*Stated goal A*: For each statement, say yes or no according to the turkey hunting excerpt below, and quote the words of the excerpt that decide it. (i) The writer tries to wait at least 10-15 minutes after the last calling sequences before moving. (ii) The writer finds sitting with the gun on the shoulder and the forearm on the knee comfortable while turkey hunting. (iii) The excerpt says every hot tactic should be expected to work on heavily hunted birds.
*Stated goal B*: In the turkey hunting excerpt below, how do some turkey hunting gurus spend the bulk of their spring season?

---------- Excerpt to read ----------

I’m as impatient as anyone. If I don’t get a response, I’m hard to keep in one spot. But I always try to allow at least 10-15 minutes after I’ve made my last calling sequences before moving. Many times, I’ll see a gobbler in that time period coming in without making a peep.
7. You’re listening to the wrong advice
There is no shortage of “turkey content” available online. Some of it is great, and some of it, well, not so much. But keep in mind that some turkey hunting gurus spend the bulk of their spring season going from one “camp” to another — each one of them on lightly-hunted property set up specifically for special guests like turkey hunting writers.
While those guys have killed a bunch of turkeys, they aren’t exactly doing it in the real world most of us spend our time turkey hunting in. You are the best judge of the situation you’re hunting. Don’t expect every hot tactic to work on birds that are heavily hunted.
8. You’re not ready to shoot
I’m guilty of this more often than I care to admit. I’m just not a fan of sitting with my gun on my shoulder and the forearm on my knee. It’s not comfortable to me when I’m turkey hunting and so I usually find myself unprepared from time to time when a gobbler comes in silent.

---------- Provided records ----------

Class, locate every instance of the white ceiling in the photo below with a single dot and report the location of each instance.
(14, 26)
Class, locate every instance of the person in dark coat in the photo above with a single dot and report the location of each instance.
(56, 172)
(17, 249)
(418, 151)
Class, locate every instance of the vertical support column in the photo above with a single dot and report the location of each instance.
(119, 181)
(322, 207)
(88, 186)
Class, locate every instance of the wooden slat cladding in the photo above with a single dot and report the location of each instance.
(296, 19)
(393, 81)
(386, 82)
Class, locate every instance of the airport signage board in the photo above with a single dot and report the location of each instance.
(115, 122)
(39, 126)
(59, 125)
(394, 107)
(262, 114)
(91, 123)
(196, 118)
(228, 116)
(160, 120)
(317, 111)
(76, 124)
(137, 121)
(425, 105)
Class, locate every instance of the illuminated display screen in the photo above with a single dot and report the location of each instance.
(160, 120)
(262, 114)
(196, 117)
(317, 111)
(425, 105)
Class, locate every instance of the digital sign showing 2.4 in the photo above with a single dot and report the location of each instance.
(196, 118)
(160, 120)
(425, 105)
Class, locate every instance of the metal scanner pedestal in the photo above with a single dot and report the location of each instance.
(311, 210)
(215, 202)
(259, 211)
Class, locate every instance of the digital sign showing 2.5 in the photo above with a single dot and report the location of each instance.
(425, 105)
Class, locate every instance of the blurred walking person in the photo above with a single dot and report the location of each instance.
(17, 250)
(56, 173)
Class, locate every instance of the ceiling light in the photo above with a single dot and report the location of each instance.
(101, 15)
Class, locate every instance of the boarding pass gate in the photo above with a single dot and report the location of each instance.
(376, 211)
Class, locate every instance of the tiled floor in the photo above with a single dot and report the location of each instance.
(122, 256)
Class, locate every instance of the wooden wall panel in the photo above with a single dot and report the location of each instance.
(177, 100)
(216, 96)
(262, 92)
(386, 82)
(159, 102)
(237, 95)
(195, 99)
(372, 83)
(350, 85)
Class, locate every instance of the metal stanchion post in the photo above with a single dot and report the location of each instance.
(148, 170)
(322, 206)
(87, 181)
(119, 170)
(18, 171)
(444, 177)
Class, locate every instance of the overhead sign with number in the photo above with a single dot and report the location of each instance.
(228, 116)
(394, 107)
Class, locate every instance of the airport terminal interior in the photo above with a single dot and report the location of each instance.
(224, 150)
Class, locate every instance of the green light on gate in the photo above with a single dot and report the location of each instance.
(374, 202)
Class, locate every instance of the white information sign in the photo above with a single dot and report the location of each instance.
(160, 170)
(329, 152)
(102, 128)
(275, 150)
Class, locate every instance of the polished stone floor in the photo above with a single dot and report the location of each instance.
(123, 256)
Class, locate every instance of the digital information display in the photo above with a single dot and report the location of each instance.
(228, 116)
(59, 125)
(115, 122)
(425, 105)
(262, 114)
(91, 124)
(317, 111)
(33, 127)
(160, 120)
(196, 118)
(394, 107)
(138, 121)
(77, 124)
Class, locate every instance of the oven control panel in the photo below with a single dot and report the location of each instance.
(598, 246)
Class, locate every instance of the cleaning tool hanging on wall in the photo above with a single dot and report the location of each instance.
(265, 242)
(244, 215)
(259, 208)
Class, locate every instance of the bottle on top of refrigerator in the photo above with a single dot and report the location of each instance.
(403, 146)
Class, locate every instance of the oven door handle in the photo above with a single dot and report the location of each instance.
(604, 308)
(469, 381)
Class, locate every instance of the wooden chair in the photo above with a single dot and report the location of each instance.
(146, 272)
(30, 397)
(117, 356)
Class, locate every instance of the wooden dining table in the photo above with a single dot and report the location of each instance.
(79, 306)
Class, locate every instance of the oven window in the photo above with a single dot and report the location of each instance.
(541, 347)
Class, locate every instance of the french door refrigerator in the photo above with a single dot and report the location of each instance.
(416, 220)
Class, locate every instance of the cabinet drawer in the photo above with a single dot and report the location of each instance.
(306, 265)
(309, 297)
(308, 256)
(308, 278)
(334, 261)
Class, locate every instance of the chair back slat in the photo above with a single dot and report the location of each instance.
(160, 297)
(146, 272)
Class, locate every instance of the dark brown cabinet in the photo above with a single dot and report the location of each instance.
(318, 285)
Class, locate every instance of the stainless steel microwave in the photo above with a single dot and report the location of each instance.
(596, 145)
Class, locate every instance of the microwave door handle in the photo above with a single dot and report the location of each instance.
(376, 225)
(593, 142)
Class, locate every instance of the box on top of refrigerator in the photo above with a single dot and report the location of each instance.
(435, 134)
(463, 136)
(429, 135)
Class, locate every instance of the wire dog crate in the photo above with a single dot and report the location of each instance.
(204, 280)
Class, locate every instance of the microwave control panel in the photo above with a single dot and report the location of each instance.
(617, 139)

----------

*Finished answer A*:
(i) Yes: "But I always try to allow at least 10-15 minutes after I’ve made my last calling sequences before moving."
(ii) No: "It’s not comfortable to me when I’m turkey hunting"
(iii) No: "Don’t expect every hot tactic to work on birds that are heavily hunted."

*Finished answer B*: They go from one "camp" to another, each on lightly-hunted property set up specifically for special guests like turkey hunting writers.